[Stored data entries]
-*-

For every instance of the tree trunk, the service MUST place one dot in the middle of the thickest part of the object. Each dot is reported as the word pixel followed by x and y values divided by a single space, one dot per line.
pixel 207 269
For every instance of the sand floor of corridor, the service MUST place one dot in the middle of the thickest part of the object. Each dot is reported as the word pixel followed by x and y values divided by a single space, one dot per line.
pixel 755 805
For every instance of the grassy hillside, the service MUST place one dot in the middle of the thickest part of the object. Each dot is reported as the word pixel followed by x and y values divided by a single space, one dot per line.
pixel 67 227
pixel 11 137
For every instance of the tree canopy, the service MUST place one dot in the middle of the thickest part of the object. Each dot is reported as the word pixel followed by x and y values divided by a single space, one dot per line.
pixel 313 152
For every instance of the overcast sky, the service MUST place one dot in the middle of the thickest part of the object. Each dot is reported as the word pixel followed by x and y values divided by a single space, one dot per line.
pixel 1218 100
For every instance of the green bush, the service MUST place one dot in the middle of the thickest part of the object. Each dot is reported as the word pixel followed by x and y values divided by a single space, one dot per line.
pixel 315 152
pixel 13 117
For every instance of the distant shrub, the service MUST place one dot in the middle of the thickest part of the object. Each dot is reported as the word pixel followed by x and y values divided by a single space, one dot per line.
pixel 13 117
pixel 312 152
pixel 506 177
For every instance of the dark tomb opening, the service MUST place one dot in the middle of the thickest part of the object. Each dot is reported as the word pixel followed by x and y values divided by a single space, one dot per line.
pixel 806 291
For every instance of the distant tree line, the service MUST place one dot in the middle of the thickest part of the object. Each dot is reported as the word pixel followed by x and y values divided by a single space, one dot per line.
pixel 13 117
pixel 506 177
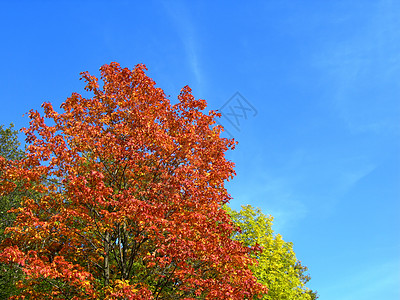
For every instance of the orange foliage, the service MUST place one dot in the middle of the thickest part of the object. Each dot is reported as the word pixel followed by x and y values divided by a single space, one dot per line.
pixel 130 193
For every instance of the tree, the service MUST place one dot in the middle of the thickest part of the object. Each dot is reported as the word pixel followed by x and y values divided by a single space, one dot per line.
pixel 277 267
pixel 9 149
pixel 131 194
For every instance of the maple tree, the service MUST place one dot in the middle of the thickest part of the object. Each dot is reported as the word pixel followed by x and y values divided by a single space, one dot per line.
pixel 130 194
pixel 9 149
pixel 277 267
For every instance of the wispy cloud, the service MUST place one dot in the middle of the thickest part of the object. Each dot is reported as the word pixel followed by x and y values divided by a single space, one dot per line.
pixel 362 66
pixel 180 15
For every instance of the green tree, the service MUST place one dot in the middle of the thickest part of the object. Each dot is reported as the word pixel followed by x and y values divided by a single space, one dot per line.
pixel 9 151
pixel 278 267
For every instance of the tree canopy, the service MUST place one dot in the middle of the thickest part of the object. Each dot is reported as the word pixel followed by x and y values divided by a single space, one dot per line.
pixel 277 267
pixel 129 194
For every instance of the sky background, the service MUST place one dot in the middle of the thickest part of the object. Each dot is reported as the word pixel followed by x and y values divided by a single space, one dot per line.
pixel 319 141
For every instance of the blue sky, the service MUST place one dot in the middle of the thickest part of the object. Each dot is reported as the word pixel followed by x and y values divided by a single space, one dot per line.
pixel 319 144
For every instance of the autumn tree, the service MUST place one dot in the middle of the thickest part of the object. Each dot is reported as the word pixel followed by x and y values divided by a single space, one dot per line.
pixel 277 267
pixel 9 149
pixel 131 194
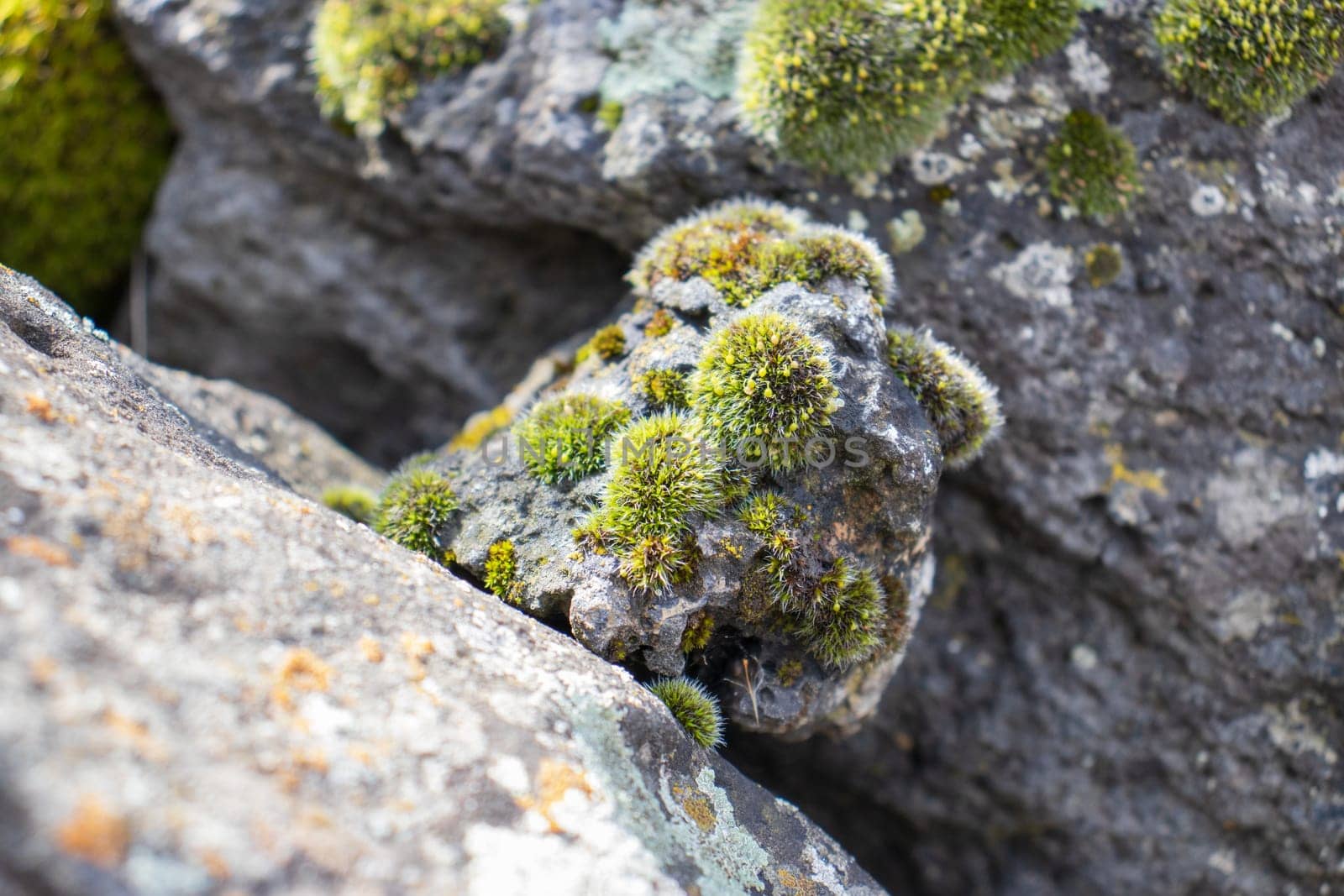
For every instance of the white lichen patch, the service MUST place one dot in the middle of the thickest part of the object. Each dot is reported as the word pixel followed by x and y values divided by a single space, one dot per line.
pixel 1290 730
pixel 933 168
pixel 1086 69
pixel 906 231
pixel 1042 271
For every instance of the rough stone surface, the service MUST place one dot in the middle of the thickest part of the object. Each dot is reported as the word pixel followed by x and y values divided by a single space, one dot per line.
pixel 210 684
pixel 877 515
pixel 1129 676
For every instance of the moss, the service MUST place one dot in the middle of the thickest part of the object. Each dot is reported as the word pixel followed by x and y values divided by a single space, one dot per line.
pixel 748 248
pixel 961 406
pixel 353 501
pixel 694 708
pixel 564 438
pixel 606 344
pixel 501 573
pixel 765 387
pixel 371 55
pixel 85 145
pixel 843 621
pixel 609 114
pixel 848 85
pixel 1249 60
pixel 664 389
pixel 413 506
pixel 660 324
pixel 1104 265
pixel 663 479
pixel 698 631
pixel 1093 165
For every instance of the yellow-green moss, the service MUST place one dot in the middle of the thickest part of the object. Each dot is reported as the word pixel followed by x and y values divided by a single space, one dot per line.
pixel 848 85
pixel 1093 165
pixel 353 501
pixel 566 437
pixel 664 389
pixel 606 344
pixel 501 573
pixel 371 55
pixel 746 248
pixel 960 403
pixel 85 144
pixel 1249 60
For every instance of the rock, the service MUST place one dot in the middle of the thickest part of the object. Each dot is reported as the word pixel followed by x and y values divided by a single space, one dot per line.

-*-

● AIM OF THE EXERCISE:
Although the records above contain pictures, your copy should give only their text, exactly as written.

● COMPLETED TASK:
For every instance of the tree trunk, the service MUST place one dot in the middle of the thickest part of the object. Each dot is reported as the word pixel followed by x and y values divided by a single space, one dot per line.
pixel 207 269
For every instance of the sand floor of corridor, the service MUST place one dot in the middle of the thickest part of the object. Each dot is reported as the word pixel followed by x and y values divided by a single space, one dot per line.
pixel 755 805
For every instance of the grassy hillside, the service MUST place one dot in the middle of the thickest part of the object. Each dot is reported as the word pixel followed by x and y values divided by a single space, one dot per line.
pixel 67 227
pixel 11 137
For every instance of the tree canopy, the service MUST place one dot in the middle of the thickest part of the object. Each dot is reported as the word pixel followed by x and y values divided by a single space, one dot per line.
pixel 313 152
For every instance of the overcast sky, the service MUST place one dot in the middle of the thickest part of the object. Each dot is reported as the word pixel followed by x and y values divided by a single space, one dot per line.
pixel 1218 100
For every instance of the green bush, the service MUST place one dot in the middle of the thickest part of the object. Each dot is reported as the word pixel followed by x and y values divided by a single space, one dot per line.
pixel 315 152
pixel 13 117
For every instance of the distant shrub, the service MUST place one dot in the middle of the thickest part of the object. Each dot is reported as the word pixel followed by x and y values divided by a single space, one dot per line.
pixel 13 117
pixel 312 152
pixel 506 177
For every instance of the dark tomb opening, the service MUST place one dot in the middle of the thickest part of the object. Each dot is reported as the word pixel followed by x and y values divided by a single space, one dot per line.
pixel 806 291
For every instance of the distant tree line, the service MUST place one dot in the middle of the thickest part of the object. Each dot is reported as the word pixel followed by x and y values divided by a single space, one dot per line.
pixel 13 117
pixel 506 177
For every instance of the orange foliage, the service MUST place one dot in the middle of the thickest part of the object. Each dot is reported as the word pixel followed by x and y values divided by a single space, one dot per line.
pixel 130 193
For every instance of the tree, the service MUST place one dot in the middle of the thickest part of the object. Each dot is reported as the word pixel followed by x and y values divided by a single space, one dot per line.
pixel 277 267
pixel 9 149
pixel 131 194
For every instance of the maple tree, the service MUST place one dot in the middle of the thickest part of the object. Each dot is reported as the word pixel followed by x and y values divided by a single space, one dot per line.
pixel 130 194
pixel 9 149
pixel 277 267
For every instance of the wispy cloud, the service MUST place one dot in the middle of the thickest part of the object. Each dot is reported as the word pixel followed by x and y values divided by a single space, one dot per line.
pixel 362 66
pixel 180 15
For every instance of the green tree, the service MUST place one dot in the middle of the thickest part of the object. Each dot is reported as the word pixel followed by x and y values divided by a single space, one dot per line.
pixel 9 151
pixel 278 267
For every instance of the tree canopy, the service MUST place one dot in the middle of the thickest part of the object. Each dot is reported as the word pixel followed by x and y values divided by a single space, one dot per line.
pixel 277 267
pixel 129 194
For every instance of the sky background, the service MUST place one dot in the middle of the thickest part of the object. Each dot is reported as the word pixel followed by x and y values divided by a single space, one dot per line.
pixel 319 141
For every instance of the blue sky, the service MUST place one dot in the middle of the thickest part of the object. Each dot is reported as the word pixel followed by x and y values divided by a single space, one dot per line.
pixel 319 144
For every instance of the autumn tree, the service MUST place one dot in the middle of the thickest part of the object. Each dot is reported as the word pixel followed by x and y values divided by a single space, one dot per line.
pixel 277 267
pixel 9 149
pixel 131 194
For every instance of the white lichen patch, the service MUST place one dot in the middle of the thickest part of the object. Each dot is reported as the word pixel followed by x and y values divided by a single space, one dot per line.
pixel 1290 730
pixel 933 168
pixel 1086 69
pixel 906 231
pixel 1042 271
For every instance of the rough stone surface, the service MUST place one dot in the middle of the thickest part of the object. Each dot is reported as the word pixel followed by x and y values divided by a single space, one dot per line.
pixel 210 684
pixel 877 515
pixel 1129 676
For every instance of the moss, the service MUST place one dot in the middle of the thickest part of the object. Each dot is reported as the word pixel followed by x and y values divided by a single space, one dot per line.
pixel 748 248
pixel 961 406
pixel 353 501
pixel 694 708
pixel 564 438
pixel 606 344
pixel 501 573
pixel 765 387
pixel 371 55
pixel 85 145
pixel 843 621
pixel 609 114
pixel 848 85
pixel 1249 60
pixel 664 389
pixel 413 506
pixel 660 324
pixel 1104 265
pixel 663 479
pixel 698 631
pixel 1093 165
For every instance of the yellow-green moss, the service MUST place one dot in the middle of the thickest part of the object. Each dot is reported as the word pixel followed by x and y values divided by a single space, one dot per line.
pixel 848 85
pixel 1093 165
pixel 353 501
pixel 566 437
pixel 664 389
pixel 606 344
pixel 501 573
pixel 371 55
pixel 746 248
pixel 960 403
pixel 85 144
pixel 1249 60
For every instance of the rock, the service MUST place one dot in the middle of the thickest part of the object. Each dot is reported as the word pixel followed by x and y values divided by a single space, one dot per line.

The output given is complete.